>>>

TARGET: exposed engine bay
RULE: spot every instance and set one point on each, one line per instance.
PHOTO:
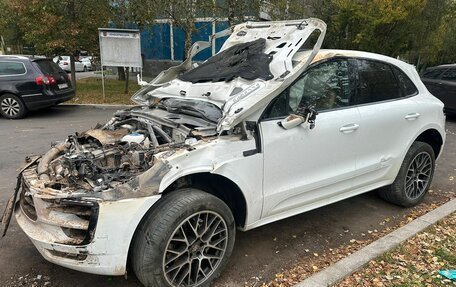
(109, 155)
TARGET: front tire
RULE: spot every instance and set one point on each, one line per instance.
(186, 240)
(414, 177)
(12, 107)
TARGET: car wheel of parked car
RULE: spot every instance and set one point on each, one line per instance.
(186, 240)
(12, 107)
(414, 177)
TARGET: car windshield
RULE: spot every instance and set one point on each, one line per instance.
(201, 109)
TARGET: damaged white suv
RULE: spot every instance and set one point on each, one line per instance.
(268, 128)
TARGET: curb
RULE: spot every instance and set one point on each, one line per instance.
(345, 267)
(98, 106)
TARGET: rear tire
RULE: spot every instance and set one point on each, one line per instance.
(12, 107)
(185, 240)
(414, 177)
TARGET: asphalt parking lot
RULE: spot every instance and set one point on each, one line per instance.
(259, 254)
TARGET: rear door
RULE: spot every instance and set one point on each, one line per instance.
(431, 79)
(49, 68)
(389, 120)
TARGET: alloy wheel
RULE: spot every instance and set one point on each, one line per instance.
(195, 249)
(418, 175)
(10, 107)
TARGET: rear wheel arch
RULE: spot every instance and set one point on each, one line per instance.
(433, 138)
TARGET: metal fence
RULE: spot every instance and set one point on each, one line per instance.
(164, 41)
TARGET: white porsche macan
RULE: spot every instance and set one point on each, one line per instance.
(269, 127)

<<<

What needs to be done:
The job here is to find each line above with the word "rear" and copy it.

Reply to the task:
TARGET: rear tire
TARGET: rear door
TARGET: rear wheel arch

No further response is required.